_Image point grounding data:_
⁂

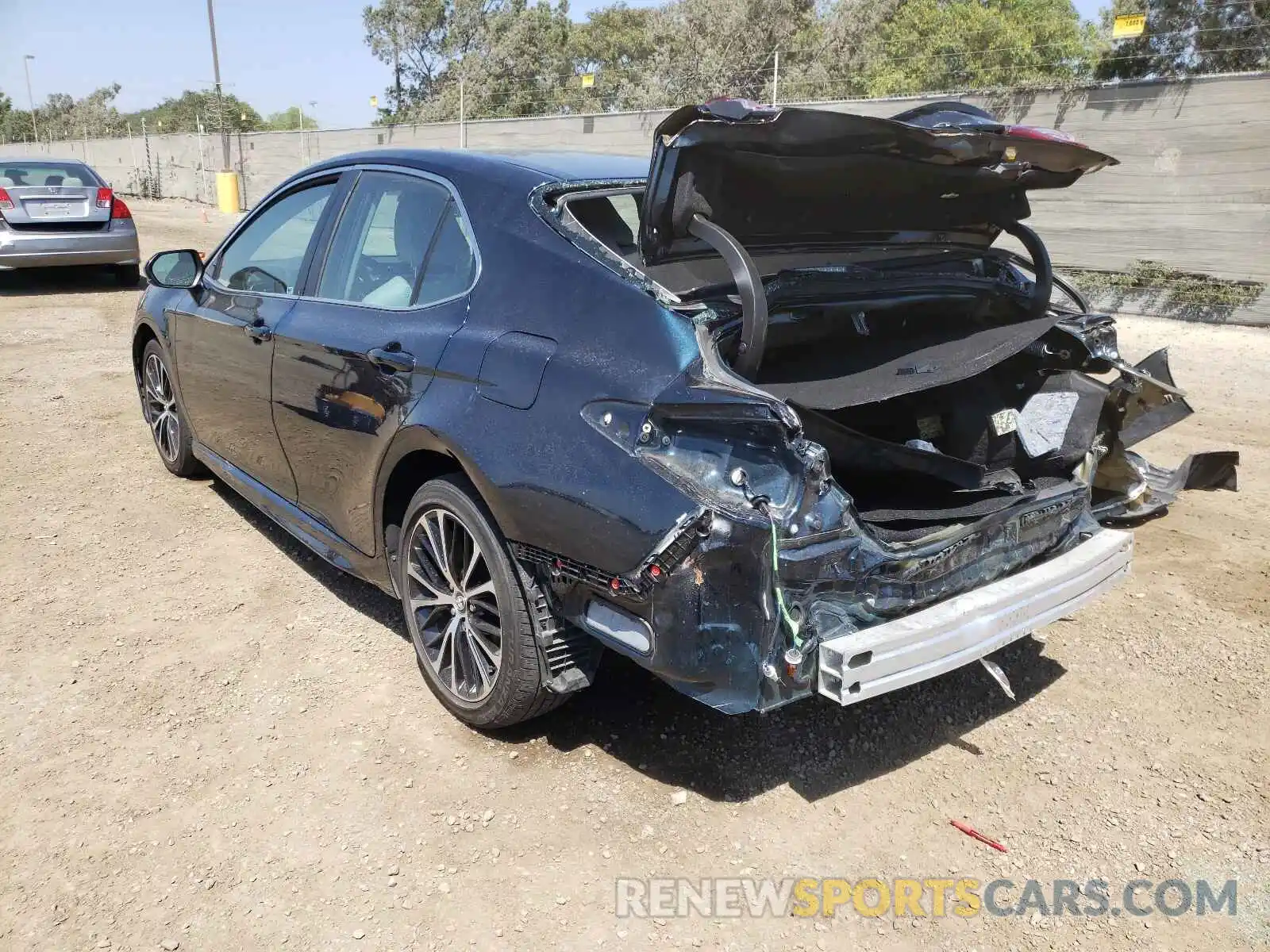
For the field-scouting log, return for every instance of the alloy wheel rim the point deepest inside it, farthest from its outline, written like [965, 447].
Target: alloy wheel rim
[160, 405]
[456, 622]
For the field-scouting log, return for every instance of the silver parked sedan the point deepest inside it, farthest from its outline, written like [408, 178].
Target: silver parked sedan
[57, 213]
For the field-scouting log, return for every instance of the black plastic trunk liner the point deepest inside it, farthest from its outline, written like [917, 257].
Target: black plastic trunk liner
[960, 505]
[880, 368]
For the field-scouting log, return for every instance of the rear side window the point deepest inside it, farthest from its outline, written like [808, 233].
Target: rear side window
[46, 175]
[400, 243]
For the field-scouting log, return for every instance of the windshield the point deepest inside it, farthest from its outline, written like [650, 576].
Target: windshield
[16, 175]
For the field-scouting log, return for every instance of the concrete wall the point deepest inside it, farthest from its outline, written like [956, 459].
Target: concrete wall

⁂

_Instructions to follow:_ Return, without any change, only the lines from the one containing "like [408, 178]." through the last line of the entries above.

_Written answer:_
For the field-scouting log, return for every instance of the silver parked sedan the point deepest inside it, farthest from its outline, written like [408, 178].
Target: silver parked sedan
[57, 213]
For the field-scouting log, return for every instance of the black plastic trunk liner the point deepest inside it, farthest from its outline, written like [917, 257].
Target: black plastic trunk liner
[960, 505]
[880, 368]
For the field-scouting log, return for every instance of the rear side window the point deepest inside it, farthest from its outline, written like [808, 233].
Target: rear side window
[46, 175]
[400, 243]
For the field-scouting log, return for every instance of the windshield the point deepest inside it, farthest from its outline, written like [650, 576].
Target: windshield
[16, 175]
For the field-scouting log, return for every instance of the concrete wall the point deepest inside it, farthest from its outline, written like [956, 459].
Target: concrete wall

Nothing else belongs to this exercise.